----- PROVIDED RECORDS -----

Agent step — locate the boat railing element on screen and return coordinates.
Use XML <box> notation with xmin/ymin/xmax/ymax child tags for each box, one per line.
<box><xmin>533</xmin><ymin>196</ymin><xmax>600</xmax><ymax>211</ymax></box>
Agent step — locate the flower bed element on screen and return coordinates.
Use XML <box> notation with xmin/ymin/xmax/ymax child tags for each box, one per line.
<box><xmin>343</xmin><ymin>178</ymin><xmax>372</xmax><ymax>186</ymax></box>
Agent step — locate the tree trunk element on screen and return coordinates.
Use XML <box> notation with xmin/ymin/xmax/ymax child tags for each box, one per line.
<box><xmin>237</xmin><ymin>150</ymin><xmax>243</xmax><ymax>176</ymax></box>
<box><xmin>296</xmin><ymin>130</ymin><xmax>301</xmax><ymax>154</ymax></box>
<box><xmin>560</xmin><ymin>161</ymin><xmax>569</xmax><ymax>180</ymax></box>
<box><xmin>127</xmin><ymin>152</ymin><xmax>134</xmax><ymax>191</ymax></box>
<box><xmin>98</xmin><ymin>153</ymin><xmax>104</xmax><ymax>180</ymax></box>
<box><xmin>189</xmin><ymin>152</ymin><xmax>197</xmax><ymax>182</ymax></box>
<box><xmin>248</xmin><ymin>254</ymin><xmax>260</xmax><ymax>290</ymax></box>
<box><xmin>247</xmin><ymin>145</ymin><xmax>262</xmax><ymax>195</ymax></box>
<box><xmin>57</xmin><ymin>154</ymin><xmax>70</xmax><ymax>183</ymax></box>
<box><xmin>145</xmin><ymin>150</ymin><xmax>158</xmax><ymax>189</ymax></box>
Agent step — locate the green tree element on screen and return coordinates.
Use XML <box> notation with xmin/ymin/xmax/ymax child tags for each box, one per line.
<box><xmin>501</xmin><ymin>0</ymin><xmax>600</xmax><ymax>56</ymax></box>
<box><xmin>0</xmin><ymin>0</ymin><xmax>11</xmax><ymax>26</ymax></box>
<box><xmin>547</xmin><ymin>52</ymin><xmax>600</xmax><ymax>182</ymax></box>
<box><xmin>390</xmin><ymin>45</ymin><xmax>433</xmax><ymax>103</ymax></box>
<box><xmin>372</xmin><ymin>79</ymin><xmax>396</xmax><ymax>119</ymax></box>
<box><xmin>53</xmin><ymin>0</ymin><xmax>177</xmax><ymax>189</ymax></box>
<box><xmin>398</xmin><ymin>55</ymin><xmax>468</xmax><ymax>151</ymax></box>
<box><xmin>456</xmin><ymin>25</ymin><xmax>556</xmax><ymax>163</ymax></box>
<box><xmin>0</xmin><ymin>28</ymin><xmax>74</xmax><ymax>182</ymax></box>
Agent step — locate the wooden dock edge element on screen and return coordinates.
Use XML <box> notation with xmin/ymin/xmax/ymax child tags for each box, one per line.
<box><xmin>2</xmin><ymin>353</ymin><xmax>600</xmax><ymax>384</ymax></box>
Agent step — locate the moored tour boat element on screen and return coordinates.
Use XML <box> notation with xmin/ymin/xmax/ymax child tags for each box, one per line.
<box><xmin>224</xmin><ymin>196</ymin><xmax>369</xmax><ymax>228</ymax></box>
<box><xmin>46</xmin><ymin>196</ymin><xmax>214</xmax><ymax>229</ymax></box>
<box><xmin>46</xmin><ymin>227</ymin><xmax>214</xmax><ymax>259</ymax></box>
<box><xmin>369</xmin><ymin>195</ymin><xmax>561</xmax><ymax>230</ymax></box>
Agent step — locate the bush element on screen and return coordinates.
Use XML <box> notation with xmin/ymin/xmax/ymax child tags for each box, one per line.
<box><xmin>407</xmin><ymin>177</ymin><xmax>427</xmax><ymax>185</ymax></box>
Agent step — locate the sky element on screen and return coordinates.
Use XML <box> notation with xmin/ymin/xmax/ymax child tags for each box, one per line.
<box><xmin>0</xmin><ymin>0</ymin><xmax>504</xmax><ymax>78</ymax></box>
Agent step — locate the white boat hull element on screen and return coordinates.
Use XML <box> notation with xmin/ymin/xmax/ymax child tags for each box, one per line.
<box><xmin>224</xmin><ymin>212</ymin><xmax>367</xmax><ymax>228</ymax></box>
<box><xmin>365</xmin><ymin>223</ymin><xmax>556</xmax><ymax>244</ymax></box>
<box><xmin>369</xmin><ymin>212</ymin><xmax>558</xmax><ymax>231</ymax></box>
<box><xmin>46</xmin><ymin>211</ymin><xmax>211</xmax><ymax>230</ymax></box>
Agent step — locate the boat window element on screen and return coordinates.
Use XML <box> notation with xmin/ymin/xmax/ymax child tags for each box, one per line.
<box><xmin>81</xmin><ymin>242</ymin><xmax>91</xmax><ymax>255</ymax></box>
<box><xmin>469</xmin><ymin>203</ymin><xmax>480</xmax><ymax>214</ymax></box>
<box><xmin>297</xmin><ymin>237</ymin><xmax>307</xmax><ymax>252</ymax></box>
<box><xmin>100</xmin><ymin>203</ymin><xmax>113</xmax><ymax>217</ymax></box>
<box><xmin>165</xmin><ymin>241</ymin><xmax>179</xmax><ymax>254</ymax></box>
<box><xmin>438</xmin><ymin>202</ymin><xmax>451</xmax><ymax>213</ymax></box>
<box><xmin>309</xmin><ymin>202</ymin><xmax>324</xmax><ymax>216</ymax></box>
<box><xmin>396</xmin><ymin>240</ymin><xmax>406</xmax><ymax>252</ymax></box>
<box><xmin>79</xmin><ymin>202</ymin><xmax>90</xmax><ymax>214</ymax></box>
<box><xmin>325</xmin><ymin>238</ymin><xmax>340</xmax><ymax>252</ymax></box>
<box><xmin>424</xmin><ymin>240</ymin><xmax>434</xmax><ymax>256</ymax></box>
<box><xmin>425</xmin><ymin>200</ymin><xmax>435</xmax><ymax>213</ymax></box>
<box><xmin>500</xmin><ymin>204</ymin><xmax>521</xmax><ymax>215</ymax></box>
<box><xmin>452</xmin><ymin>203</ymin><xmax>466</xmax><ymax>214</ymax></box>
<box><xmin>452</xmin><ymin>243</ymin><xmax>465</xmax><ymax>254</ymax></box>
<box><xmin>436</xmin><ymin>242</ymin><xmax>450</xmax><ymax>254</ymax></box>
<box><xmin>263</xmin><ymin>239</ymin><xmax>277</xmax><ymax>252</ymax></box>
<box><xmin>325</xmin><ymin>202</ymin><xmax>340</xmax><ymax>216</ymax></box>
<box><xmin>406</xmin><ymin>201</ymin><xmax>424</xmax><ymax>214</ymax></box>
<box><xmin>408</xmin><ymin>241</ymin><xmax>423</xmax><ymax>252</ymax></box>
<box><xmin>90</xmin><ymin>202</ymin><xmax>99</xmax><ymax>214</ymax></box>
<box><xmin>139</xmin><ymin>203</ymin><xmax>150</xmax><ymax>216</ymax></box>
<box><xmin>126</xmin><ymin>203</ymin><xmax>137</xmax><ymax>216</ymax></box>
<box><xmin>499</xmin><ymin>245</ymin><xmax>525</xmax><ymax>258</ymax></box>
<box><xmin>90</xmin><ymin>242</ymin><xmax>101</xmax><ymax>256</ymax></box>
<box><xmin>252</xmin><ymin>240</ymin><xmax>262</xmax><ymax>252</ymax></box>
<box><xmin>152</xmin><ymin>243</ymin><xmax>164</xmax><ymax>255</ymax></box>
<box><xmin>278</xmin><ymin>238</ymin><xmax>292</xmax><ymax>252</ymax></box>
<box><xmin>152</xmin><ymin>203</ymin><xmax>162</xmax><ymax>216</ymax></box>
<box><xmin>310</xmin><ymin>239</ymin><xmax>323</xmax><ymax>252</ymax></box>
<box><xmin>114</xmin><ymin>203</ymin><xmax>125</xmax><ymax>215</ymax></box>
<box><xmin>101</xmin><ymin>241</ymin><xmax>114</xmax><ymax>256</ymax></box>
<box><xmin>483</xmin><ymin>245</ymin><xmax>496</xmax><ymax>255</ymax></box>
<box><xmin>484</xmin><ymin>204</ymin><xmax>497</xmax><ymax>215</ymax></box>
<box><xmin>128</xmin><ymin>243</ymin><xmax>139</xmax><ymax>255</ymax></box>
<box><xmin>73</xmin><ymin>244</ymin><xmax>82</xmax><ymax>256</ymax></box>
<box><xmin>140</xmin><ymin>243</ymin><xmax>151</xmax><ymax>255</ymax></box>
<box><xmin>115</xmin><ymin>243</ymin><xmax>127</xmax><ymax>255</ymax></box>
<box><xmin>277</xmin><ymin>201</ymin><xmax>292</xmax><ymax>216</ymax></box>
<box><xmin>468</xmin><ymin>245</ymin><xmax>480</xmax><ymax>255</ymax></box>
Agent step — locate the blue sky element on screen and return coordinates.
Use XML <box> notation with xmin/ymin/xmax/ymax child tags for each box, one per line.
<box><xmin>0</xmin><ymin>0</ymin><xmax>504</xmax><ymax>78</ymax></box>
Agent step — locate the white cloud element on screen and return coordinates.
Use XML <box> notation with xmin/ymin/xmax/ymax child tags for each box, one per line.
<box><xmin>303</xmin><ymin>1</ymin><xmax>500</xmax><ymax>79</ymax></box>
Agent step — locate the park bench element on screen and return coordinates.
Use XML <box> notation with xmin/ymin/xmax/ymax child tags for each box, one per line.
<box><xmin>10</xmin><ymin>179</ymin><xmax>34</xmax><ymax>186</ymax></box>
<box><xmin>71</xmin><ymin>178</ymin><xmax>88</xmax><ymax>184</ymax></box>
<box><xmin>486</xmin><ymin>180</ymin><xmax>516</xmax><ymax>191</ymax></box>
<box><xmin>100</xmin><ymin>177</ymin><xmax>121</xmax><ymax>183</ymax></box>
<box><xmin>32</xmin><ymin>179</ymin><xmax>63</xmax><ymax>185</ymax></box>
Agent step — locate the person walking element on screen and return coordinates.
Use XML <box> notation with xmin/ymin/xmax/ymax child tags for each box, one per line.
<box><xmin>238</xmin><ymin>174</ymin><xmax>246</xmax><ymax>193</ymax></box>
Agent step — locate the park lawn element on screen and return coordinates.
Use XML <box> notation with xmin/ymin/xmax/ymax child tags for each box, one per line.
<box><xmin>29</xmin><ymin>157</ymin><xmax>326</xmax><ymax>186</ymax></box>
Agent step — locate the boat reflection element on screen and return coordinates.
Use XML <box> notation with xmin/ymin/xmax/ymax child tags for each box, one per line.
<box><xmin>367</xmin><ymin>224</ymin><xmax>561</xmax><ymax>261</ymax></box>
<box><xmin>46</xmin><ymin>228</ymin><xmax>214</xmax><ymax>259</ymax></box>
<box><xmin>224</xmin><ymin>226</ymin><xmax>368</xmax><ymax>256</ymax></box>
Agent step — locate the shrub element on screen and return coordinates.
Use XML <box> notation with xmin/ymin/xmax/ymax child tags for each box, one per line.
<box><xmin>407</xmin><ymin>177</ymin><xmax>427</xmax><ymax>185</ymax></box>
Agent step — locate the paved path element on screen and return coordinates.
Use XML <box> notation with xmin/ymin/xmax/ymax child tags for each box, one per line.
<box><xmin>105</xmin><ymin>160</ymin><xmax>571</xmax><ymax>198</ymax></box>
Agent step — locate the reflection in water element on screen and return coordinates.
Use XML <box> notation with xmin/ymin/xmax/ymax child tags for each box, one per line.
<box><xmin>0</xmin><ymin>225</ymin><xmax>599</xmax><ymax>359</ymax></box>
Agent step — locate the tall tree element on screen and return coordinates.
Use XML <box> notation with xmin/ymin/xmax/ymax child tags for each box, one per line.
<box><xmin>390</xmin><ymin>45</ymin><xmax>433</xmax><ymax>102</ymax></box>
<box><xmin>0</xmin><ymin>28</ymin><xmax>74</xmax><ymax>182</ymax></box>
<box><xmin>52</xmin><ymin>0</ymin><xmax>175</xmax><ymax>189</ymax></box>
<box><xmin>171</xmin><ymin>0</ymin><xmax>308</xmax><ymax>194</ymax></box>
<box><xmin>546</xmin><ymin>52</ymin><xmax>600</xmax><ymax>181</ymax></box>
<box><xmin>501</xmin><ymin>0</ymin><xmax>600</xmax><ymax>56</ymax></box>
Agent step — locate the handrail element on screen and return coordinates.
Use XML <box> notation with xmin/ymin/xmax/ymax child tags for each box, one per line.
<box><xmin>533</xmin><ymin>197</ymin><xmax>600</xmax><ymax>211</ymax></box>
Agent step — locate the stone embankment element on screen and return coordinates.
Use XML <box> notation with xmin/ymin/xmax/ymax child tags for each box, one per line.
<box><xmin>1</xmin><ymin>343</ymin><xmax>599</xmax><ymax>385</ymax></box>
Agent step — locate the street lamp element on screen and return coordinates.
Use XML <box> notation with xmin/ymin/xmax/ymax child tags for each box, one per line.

-----

• ACTIVITY: Copy the lines above exactly, from the very first through the one containing "Agent step — locate the green", and include no other line.

• ANSWER SPACE:
Agent step — locate the boat railing element on screen and return coordinates.
Use XML <box> notation with xmin/ymin/xmax/ymax child tags for each box, one per line.
<box><xmin>533</xmin><ymin>196</ymin><xmax>600</xmax><ymax>211</ymax></box>
Agent step — locate the flower bed element on screen and return coordinates.
Use XML <box> notation with xmin/ymin/xmax/ymax child tags for each box, one per line.
<box><xmin>343</xmin><ymin>178</ymin><xmax>372</xmax><ymax>186</ymax></box>
Agent step — locate the tree trunk element on screen and return coordinates.
Use XML <box> notation with xmin/ymin/xmax/ymax child tags for each box, one per line.
<box><xmin>237</xmin><ymin>150</ymin><xmax>243</xmax><ymax>176</ymax></box>
<box><xmin>296</xmin><ymin>130</ymin><xmax>301</xmax><ymax>154</ymax></box>
<box><xmin>560</xmin><ymin>161</ymin><xmax>569</xmax><ymax>180</ymax></box>
<box><xmin>127</xmin><ymin>152</ymin><xmax>134</xmax><ymax>191</ymax></box>
<box><xmin>98</xmin><ymin>153</ymin><xmax>104</xmax><ymax>180</ymax></box>
<box><xmin>189</xmin><ymin>152</ymin><xmax>197</xmax><ymax>182</ymax></box>
<box><xmin>248</xmin><ymin>254</ymin><xmax>260</xmax><ymax>290</ymax></box>
<box><xmin>247</xmin><ymin>145</ymin><xmax>262</xmax><ymax>195</ymax></box>
<box><xmin>57</xmin><ymin>154</ymin><xmax>70</xmax><ymax>183</ymax></box>
<box><xmin>145</xmin><ymin>150</ymin><xmax>158</xmax><ymax>189</ymax></box>
Agent step — locate the green tree element on screen and return coordinates.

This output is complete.